- [EXTRACTED DATA]
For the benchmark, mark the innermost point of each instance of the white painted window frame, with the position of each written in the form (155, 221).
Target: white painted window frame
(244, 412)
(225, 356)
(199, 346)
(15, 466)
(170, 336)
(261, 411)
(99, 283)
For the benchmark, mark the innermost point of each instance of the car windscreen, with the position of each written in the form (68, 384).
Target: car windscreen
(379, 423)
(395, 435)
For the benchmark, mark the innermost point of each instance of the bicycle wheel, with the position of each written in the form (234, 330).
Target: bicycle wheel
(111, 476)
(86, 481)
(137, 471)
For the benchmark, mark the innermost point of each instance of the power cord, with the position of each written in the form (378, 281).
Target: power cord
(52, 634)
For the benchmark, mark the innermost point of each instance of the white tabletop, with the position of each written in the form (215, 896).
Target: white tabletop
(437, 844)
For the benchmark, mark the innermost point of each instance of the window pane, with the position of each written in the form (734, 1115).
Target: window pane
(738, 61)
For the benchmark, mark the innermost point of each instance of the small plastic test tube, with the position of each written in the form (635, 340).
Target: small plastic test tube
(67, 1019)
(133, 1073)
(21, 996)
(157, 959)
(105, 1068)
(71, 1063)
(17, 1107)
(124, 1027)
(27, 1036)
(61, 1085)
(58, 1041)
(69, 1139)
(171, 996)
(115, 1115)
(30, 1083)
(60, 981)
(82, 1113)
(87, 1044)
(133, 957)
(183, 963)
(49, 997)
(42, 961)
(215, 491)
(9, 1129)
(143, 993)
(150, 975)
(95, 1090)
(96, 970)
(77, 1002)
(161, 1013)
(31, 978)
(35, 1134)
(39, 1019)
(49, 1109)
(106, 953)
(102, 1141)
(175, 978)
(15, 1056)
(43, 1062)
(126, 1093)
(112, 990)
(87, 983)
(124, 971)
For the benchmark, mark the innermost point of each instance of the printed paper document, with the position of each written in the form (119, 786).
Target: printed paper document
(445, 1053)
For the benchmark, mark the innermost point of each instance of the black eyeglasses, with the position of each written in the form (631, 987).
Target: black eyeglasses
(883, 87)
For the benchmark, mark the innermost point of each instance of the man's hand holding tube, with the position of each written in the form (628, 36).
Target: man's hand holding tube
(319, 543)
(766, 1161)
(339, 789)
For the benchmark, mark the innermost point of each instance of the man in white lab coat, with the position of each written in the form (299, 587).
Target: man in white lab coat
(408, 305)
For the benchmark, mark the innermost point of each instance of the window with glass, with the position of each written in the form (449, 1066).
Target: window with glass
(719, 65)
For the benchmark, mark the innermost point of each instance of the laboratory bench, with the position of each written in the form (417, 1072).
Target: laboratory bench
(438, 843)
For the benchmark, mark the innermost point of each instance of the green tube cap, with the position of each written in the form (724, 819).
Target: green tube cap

- [PROBLEM DETAILS] Reproduce each entry from the records above, character for character.

- [WORKED SOLUTION]
For the benchmark, mark the innermost point of each instance of the white painted window frame, with the position of each written in the form (155, 221).
Target: white painted window frame
(244, 412)
(225, 356)
(199, 346)
(15, 466)
(170, 336)
(261, 411)
(99, 283)
For the benchmark, mark the innermost point of each instance of the car windscreen, with the position of each written in the form (68, 384).
Target: car windscreen
(379, 423)
(395, 435)
For the benchmark, mark the innermost point of each instance of the bicycle wheel, with the position of each written in the form (234, 330).
Target: bicycle wheel
(111, 476)
(86, 481)
(137, 471)
For the benchmark, mark the innermost point of each instance of the power cord, with the position of each written in the form (378, 281).
Target: power cord
(52, 634)
For the benchmark, mark the innermost point of each instance of the white tabletop, with the position of each written in the form (215, 896).
Target: white tabletop
(437, 844)
For the benchmark, mark the innermost point of each instance of the window pane, with the position of each written in the form (734, 1115).
Target: window pane
(738, 61)
For the benchmark, mark the innermost point of each instance of the small plastic test tube, with the position of each written in the form (635, 340).
Target: small plastic test tube
(67, 1019)
(133, 1073)
(21, 996)
(157, 959)
(105, 1068)
(71, 1063)
(17, 1107)
(124, 1027)
(27, 1036)
(61, 1085)
(58, 1041)
(69, 1139)
(171, 996)
(115, 1115)
(30, 1083)
(60, 981)
(82, 1113)
(87, 1044)
(133, 957)
(183, 963)
(49, 997)
(42, 961)
(215, 491)
(9, 1129)
(143, 993)
(150, 975)
(95, 1090)
(96, 970)
(77, 1002)
(161, 1013)
(31, 978)
(35, 1134)
(39, 1019)
(49, 1109)
(106, 953)
(102, 1141)
(175, 978)
(15, 1056)
(43, 1062)
(126, 1093)
(112, 990)
(87, 983)
(124, 971)
For the benchmark, mark the innermost point of each instance of the printed paper document, with the position of each written in the form (119, 786).
Target: printed paper document
(445, 1053)
For the benchmark, mark the innermost point of each instance of the black eyeglasses, with the position of each written in the form (631, 987).
Target: black eyeglasses
(883, 87)
For the benchmark, mark the innermost point of each instance of the man's hand holding tube, with the position of each written in the form (628, 36).
Target: man's hand holding tube
(319, 543)
(766, 1161)
(339, 789)
For the benchmark, mark the innermost point of each instance of the man in white lab coat, with the position of each written in the form (299, 587).
Target: man in white lab coat
(408, 305)
For the benchmark, mark the innermost point of each instance of the window with glass, with the position of each written in the form (449, 1066).
Target: window with glass
(719, 65)
For the benchmark, mark the innermost point of each instance of the laboratory bench, with the position of each written in the form (417, 1072).
Target: laboratory bench
(438, 843)
For the benchmark, mark the innermost point of each instance of the green tube cap, with the position of each written in the form (724, 819).
Target: green tube cap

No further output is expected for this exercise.